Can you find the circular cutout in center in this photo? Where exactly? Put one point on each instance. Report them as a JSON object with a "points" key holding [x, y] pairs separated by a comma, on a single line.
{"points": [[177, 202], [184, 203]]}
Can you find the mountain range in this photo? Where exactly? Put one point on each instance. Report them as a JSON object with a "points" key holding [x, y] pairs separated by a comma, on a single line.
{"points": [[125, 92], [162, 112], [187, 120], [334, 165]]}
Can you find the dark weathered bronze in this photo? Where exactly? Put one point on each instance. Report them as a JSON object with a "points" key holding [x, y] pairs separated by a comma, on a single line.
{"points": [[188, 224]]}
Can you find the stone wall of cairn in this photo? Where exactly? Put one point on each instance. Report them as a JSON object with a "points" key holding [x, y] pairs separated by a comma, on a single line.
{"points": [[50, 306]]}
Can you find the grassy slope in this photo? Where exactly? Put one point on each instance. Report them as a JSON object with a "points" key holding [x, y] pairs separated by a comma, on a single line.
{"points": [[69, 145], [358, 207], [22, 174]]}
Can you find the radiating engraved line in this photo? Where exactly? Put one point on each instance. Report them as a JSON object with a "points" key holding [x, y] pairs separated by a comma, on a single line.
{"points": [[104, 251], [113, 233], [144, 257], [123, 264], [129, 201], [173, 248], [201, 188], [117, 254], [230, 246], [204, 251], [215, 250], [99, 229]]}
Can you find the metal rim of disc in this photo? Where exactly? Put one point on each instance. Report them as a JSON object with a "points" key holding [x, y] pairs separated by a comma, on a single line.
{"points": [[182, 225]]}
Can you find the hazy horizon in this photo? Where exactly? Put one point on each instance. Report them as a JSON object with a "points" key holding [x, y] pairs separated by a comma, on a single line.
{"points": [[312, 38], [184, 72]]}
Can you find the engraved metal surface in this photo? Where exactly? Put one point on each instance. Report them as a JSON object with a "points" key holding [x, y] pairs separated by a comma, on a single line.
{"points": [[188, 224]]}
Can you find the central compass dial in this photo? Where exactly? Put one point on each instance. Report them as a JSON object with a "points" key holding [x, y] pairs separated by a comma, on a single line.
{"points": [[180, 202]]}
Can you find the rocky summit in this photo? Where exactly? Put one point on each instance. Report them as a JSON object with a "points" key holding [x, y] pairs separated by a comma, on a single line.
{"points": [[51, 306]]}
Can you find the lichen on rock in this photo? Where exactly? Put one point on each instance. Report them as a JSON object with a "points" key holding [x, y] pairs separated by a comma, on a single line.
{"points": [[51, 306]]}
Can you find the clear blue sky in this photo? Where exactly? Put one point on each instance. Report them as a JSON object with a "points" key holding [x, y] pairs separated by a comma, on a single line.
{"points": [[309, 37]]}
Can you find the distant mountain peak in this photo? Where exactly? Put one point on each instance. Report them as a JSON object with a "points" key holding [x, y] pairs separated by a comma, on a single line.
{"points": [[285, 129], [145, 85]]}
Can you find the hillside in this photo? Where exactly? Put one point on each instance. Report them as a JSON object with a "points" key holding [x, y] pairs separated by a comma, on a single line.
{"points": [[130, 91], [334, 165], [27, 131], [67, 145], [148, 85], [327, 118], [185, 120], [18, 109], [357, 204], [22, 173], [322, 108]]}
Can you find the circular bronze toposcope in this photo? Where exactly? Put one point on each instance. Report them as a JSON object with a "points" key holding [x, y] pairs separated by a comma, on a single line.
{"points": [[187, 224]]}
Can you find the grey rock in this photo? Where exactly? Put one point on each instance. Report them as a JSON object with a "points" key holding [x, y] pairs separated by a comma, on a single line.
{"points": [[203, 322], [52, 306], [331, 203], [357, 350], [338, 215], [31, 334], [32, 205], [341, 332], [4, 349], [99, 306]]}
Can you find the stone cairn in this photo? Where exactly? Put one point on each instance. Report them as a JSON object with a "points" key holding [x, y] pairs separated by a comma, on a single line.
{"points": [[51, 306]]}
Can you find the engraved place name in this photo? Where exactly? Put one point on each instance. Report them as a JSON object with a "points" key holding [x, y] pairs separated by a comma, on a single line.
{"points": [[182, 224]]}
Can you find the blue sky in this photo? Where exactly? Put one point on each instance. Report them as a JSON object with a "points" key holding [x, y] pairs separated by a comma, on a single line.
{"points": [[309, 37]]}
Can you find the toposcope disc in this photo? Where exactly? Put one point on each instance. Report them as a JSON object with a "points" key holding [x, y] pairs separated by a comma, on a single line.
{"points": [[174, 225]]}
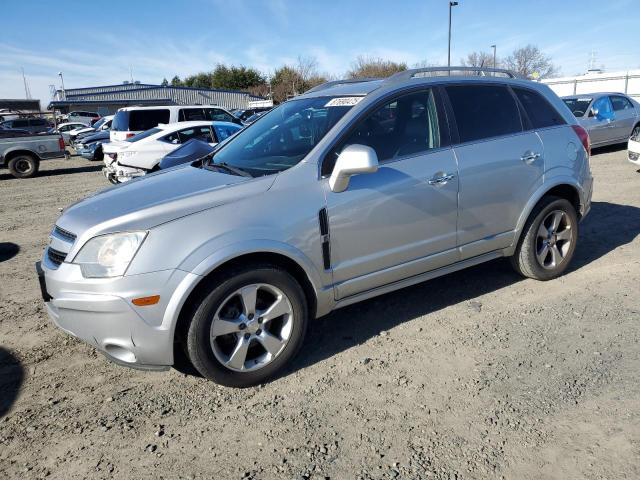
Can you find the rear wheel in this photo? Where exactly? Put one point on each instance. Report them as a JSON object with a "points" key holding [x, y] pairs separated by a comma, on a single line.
{"points": [[23, 166], [247, 326], [548, 240]]}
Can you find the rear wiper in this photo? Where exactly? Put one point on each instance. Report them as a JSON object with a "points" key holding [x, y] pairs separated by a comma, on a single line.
{"points": [[229, 168]]}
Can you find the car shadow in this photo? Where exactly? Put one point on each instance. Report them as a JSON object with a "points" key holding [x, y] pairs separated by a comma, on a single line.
{"points": [[11, 379], [607, 227], [8, 250], [60, 171]]}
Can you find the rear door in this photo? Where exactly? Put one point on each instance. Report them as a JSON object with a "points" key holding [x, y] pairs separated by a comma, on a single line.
{"points": [[625, 117], [500, 164]]}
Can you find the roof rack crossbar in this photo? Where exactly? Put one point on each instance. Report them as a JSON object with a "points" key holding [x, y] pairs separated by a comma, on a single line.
{"points": [[437, 71], [333, 83]]}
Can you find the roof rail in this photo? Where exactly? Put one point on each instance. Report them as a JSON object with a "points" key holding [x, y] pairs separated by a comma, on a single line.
{"points": [[450, 71], [333, 83]]}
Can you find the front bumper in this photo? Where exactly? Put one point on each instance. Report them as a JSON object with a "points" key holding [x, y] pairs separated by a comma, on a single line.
{"points": [[100, 312]]}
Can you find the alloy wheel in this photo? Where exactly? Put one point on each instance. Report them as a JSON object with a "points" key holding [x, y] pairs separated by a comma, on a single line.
{"points": [[251, 327], [553, 240]]}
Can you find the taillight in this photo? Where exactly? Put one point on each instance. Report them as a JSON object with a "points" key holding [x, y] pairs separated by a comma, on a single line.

Problem to work on: Pull out every line from the one with "Can you find the front" to the end of the listing, and output only those.

Result of this task:
Can you find the front bumper in this photo? Where exactly? Put one point on each instance. Report them as a JSON object with a "points" key holding [x, y] pairs separated by a comma, on a single line.
{"points": [[100, 312]]}
Can you find the alloy wheel in this photo? Where exactly? Put one point on each instance. Report them as a JSON object with a "points" key holding [x, y] pairs separated by a comma, on a single line.
{"points": [[251, 327], [553, 240]]}
Can you find the taillight in this photo? Where exactly? Put one point on each instance. Report them as a JSON object with a "points" key holding [x, y] pairs separated by a comma, on a single line.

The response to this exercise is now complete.